*DATASET*:
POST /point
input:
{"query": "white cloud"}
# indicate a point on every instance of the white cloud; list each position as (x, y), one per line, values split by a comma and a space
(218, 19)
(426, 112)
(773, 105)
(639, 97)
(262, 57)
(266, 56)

*WHAT TO WORK ON*: Put the rows above into a two-column CSV with the headers "prompt" and "result", one line per row, holding its text and its answer. Wrap each field in double quotes and replace any line breaks inside a field with spaces.

*WORKED ANSWER*:
prompt,result
"POST /point input: {""query"": ""white cloud""} # indicate a point on every instance of the white cloud; list each position as (x, y), one per line, values split by a comma and a space","(218, 19) (426, 112) (773, 105) (639, 97) (262, 57) (266, 56)"